Extracted text.
▬▬▬

# Adding tannin powder



## fuse (Jan 29, 2015)

Just had a bottle of a 2006 Malbec from Bordeaux. Such firm tannins!
Just wondering what the thinking is about adding tannin powder to wines?
I make a carboy of concord wine every year from grapes in the backyard (yes, it is slightly musky). The tannin is there, but not mouth-drying like the Bordeaux. Would the addition of more tannin help?
Thanks!


----------



## sour_grapes (Jan 29, 2015)

fuse said:


> The tannin is there, but not mouth-drying like the Bordeaux. Would the addition of more tannin help?
> Thanks!



In short: yes. Here is a good thread about adding tannins:
http://www.winemakingtalk.com/forum/f86/tannins-know-when-why-add-them-42039/

Not sure you are going to match a Cahors with a Concord, but it couldn't hurt to try!


----------



## fuse (Jan 29, 2015)

Thanks Mr. Grapes. That helped a lot.
Now to figure out which kind and brand of tannin to add!
I'd like to try adding it to the kits I have going as well. Two cheapos: Grand Cru International Italy Sangiovese Style (why the added "Style"?!?) and a Cellar Masters Cab Sauv Style with added elderberries. Don't think I'd like a finishing tannin like Tannin Riche, because I find the kits already have a sweet enough taste. I'm after mouth-puckering but smooth.

▬▬▬

Direction. Duplicate the part of the tannin thread that begins at the words "Now to figure" and stops after "mouth-puckering but smooth.". The items that come after this thread have no connection to it.

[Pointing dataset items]
▬▬▬

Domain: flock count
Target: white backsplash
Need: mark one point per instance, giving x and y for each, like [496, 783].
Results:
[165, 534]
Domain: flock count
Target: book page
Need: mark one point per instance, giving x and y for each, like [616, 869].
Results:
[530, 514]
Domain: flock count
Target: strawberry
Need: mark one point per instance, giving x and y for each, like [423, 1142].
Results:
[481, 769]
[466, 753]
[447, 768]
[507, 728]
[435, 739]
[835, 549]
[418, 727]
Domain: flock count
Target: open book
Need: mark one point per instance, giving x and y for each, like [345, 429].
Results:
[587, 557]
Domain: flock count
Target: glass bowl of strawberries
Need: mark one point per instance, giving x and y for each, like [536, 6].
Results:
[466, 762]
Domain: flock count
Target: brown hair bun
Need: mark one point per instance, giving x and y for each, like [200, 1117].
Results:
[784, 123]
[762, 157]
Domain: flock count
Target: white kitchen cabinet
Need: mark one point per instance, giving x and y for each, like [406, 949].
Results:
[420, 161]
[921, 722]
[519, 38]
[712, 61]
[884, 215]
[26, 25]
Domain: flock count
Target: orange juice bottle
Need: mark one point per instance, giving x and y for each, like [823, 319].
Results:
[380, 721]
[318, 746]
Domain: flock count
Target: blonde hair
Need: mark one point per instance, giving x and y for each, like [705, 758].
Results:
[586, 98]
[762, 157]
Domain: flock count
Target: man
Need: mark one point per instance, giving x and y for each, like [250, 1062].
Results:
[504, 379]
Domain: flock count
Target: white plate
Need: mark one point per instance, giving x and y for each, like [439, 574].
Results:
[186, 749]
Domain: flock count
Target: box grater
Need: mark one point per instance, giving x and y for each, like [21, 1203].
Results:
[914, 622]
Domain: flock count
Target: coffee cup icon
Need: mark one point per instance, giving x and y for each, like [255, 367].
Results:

▬▬▬

Task solution.
Now to figure out which kind and brand of tannin to add!
I'd like to try adding it to the kits I have going as well. Two cheapos: Grand Cru International Italy Sangiovese Style (why the added "Style"?!?) and a Cellar Masters Cab Sauv Style with added elderberries. Don't think I'd like a finishing tannin like Tannin Riche, because I find the kits already have a sweet enough taste. I'm after mouth-puckering but smooth.